* Exercise aim: Skip the pictures. Repeat everything else in the records word for word.
[Start Material to process]
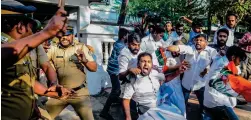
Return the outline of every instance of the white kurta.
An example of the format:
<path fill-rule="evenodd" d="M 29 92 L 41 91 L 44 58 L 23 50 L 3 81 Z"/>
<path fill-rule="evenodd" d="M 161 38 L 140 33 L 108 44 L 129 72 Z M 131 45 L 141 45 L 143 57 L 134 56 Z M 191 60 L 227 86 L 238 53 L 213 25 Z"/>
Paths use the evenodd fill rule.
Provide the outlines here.
<path fill-rule="evenodd" d="M 167 57 L 167 66 L 169 67 L 173 67 L 173 66 L 181 64 L 180 57 L 173 58 L 171 53 L 168 51 L 166 52 L 166 57 Z M 185 99 L 182 92 L 180 76 L 177 76 L 171 81 L 163 84 L 163 86 L 170 87 L 173 90 L 173 93 L 171 94 L 169 99 L 171 103 L 173 103 L 180 109 L 181 114 L 185 116 L 186 106 L 185 106 Z"/>

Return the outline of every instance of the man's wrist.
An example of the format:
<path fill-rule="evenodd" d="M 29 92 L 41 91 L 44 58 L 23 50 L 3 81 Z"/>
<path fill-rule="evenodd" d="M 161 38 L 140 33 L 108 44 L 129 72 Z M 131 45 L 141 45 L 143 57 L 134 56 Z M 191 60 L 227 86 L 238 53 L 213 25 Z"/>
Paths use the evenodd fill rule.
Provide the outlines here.
<path fill-rule="evenodd" d="M 88 62 L 87 59 L 82 59 L 82 63 L 86 64 Z"/>

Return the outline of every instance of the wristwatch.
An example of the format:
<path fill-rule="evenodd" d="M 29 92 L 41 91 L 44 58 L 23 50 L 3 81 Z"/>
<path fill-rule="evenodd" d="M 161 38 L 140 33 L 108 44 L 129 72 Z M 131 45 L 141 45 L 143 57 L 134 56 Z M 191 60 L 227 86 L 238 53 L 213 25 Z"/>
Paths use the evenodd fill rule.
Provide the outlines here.
<path fill-rule="evenodd" d="M 82 62 L 85 64 L 88 62 L 88 59 L 82 60 Z"/>

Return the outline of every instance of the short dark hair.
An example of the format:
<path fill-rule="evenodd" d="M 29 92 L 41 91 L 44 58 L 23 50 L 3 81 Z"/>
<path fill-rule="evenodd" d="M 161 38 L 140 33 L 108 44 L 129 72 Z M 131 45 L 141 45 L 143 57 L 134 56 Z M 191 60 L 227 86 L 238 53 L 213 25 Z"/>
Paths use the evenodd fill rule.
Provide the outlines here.
<path fill-rule="evenodd" d="M 247 55 L 245 54 L 245 51 L 242 50 L 238 46 L 231 46 L 228 48 L 227 53 L 226 53 L 227 59 L 229 61 L 232 60 L 232 56 L 239 57 L 241 61 L 244 61 L 247 58 Z"/>
<path fill-rule="evenodd" d="M 137 43 L 141 43 L 141 38 L 140 35 L 133 32 L 128 36 L 128 43 L 132 43 L 133 41 L 137 42 Z"/>
<path fill-rule="evenodd" d="M 184 25 L 181 24 L 181 23 L 177 23 L 177 24 L 175 25 L 175 29 L 180 28 L 180 27 L 184 27 Z"/>
<path fill-rule="evenodd" d="M 138 63 L 139 63 L 140 59 L 141 59 L 142 57 L 145 57 L 145 56 L 149 56 L 149 57 L 151 58 L 151 60 L 153 59 L 153 57 L 152 57 L 152 55 L 151 55 L 150 53 L 148 53 L 148 52 L 143 52 L 143 53 L 140 53 L 139 56 L 138 56 Z"/>
<path fill-rule="evenodd" d="M 238 16 L 237 16 L 236 14 L 230 12 L 230 13 L 227 13 L 227 15 L 226 15 L 226 20 L 227 20 L 228 17 L 230 17 L 230 16 L 234 16 L 236 19 L 238 19 Z"/>
<path fill-rule="evenodd" d="M 207 41 L 207 35 L 206 34 L 198 34 L 194 37 L 194 40 L 199 38 L 199 37 L 203 37 L 206 41 Z"/>
<path fill-rule="evenodd" d="M 226 28 L 219 29 L 217 32 L 217 36 L 220 34 L 220 32 L 224 32 L 227 34 L 227 36 L 229 36 L 229 31 Z"/>
<path fill-rule="evenodd" d="M 26 16 L 2 16 L 1 29 L 4 33 L 9 33 L 15 25 L 22 23 L 24 26 L 28 26 L 29 23 L 33 24 L 33 21 Z"/>
<path fill-rule="evenodd" d="M 157 34 L 159 34 L 159 33 L 164 33 L 165 32 L 165 29 L 164 29 L 164 27 L 161 27 L 161 26 L 159 26 L 159 25 L 156 25 L 156 26 L 154 26 L 153 27 L 153 33 L 157 33 Z"/>
<path fill-rule="evenodd" d="M 192 22 L 192 27 L 203 27 L 203 25 L 200 21 L 197 20 Z"/>
<path fill-rule="evenodd" d="M 125 28 L 120 28 L 119 29 L 119 40 L 121 40 L 124 36 L 126 36 L 129 33 L 129 31 Z"/>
[End Material to process]
* Result of this task:
Return the outline of every instance of the white kurta.
An example of the format:
<path fill-rule="evenodd" d="M 29 92 L 41 91 L 44 58 L 23 50 L 3 81 Z"/>
<path fill-rule="evenodd" d="M 161 38 L 140 33 L 108 44 L 129 72 Z M 131 45 L 141 45 L 143 57 L 134 56 Z M 191 60 L 227 86 L 238 53 L 213 25 Z"/>
Paths use the evenodd fill rule.
Provide the outlines here.
<path fill-rule="evenodd" d="M 167 57 L 167 66 L 169 67 L 173 67 L 173 66 L 181 64 L 180 57 L 173 58 L 171 53 L 168 51 L 166 52 L 166 57 Z M 185 99 L 182 92 L 180 76 L 177 76 L 171 81 L 163 84 L 163 86 L 170 87 L 173 90 L 173 93 L 171 94 L 169 99 L 171 103 L 173 103 L 180 109 L 181 114 L 185 116 L 186 106 L 185 106 Z"/>

Return the outline of every instance of the man's wrist.
An example of the format:
<path fill-rule="evenodd" d="M 29 92 L 41 91 L 44 58 L 23 50 L 3 81 Z"/>
<path fill-rule="evenodd" d="M 161 38 L 140 33 L 108 44 L 129 72 Z M 131 45 L 141 45 L 143 57 L 134 56 Z M 191 60 L 227 86 L 238 53 L 213 25 Z"/>
Paths use the evenodd fill rule.
Provide the outlines here.
<path fill-rule="evenodd" d="M 88 62 L 87 59 L 82 59 L 82 63 L 86 64 Z"/>

Return the outline of every instance of the wristwatch.
An example of the format:
<path fill-rule="evenodd" d="M 29 92 L 41 91 L 44 58 L 23 50 L 3 81 Z"/>
<path fill-rule="evenodd" d="M 161 38 L 140 33 L 108 44 L 129 72 Z M 131 45 L 141 45 L 143 57 L 134 56 Z M 191 60 L 227 86 L 238 53 L 213 25 Z"/>
Paths use the evenodd fill rule.
Provide the outlines here.
<path fill-rule="evenodd" d="M 82 62 L 85 64 L 88 62 L 88 59 L 82 60 Z"/>

Return the outline of every instance of the short dark hair.
An example of the format:
<path fill-rule="evenodd" d="M 29 92 L 41 91 L 44 58 L 23 50 L 3 81 Z"/>
<path fill-rule="evenodd" d="M 161 38 L 140 33 L 108 44 L 129 72 Z M 131 45 L 141 45 L 143 57 L 134 56 Z M 191 60 L 227 86 L 238 53 L 213 25 Z"/>
Paths use the evenodd fill rule.
Provide the outlines here.
<path fill-rule="evenodd" d="M 247 55 L 245 54 L 245 51 L 242 50 L 238 46 L 231 46 L 228 48 L 227 53 L 226 53 L 227 59 L 229 61 L 232 60 L 232 56 L 239 57 L 241 61 L 244 61 L 247 58 Z"/>
<path fill-rule="evenodd" d="M 137 43 L 141 43 L 141 38 L 140 35 L 133 32 L 128 36 L 128 43 L 132 43 L 133 41 L 137 42 Z"/>
<path fill-rule="evenodd" d="M 184 25 L 181 24 L 181 23 L 177 23 L 177 24 L 175 25 L 175 29 L 180 28 L 180 27 L 184 27 Z"/>
<path fill-rule="evenodd" d="M 138 63 L 139 63 L 140 59 L 141 59 L 142 57 L 145 57 L 145 56 L 149 56 L 149 57 L 151 58 L 151 60 L 153 59 L 153 57 L 152 57 L 152 55 L 151 55 L 150 53 L 148 53 L 148 52 L 143 52 L 143 53 L 140 53 L 139 56 L 138 56 Z"/>
<path fill-rule="evenodd" d="M 238 16 L 237 16 L 236 14 L 230 12 L 230 13 L 227 13 L 227 15 L 226 15 L 226 20 L 227 20 L 228 17 L 230 17 L 230 16 L 234 16 L 236 19 L 238 19 Z"/>
<path fill-rule="evenodd" d="M 207 41 L 207 35 L 206 34 L 198 34 L 194 37 L 194 40 L 199 38 L 199 37 L 203 37 L 206 41 Z"/>
<path fill-rule="evenodd" d="M 226 28 L 219 29 L 217 32 L 217 36 L 220 34 L 220 32 L 224 32 L 227 34 L 227 36 L 229 36 L 229 31 Z"/>
<path fill-rule="evenodd" d="M 26 16 L 2 16 L 1 29 L 4 33 L 9 33 L 15 25 L 22 23 L 24 26 L 28 26 L 29 23 L 33 24 L 33 21 Z"/>
<path fill-rule="evenodd" d="M 157 34 L 159 34 L 159 33 L 164 33 L 165 32 L 165 29 L 164 29 L 164 27 L 161 27 L 161 26 L 159 26 L 159 25 L 156 25 L 156 26 L 154 26 L 153 27 L 153 33 L 157 33 Z"/>
<path fill-rule="evenodd" d="M 192 22 L 192 27 L 203 27 L 203 25 L 200 21 L 197 20 Z"/>
<path fill-rule="evenodd" d="M 125 28 L 120 28 L 119 29 L 119 40 L 121 40 L 124 36 L 126 36 L 129 33 L 129 31 Z"/>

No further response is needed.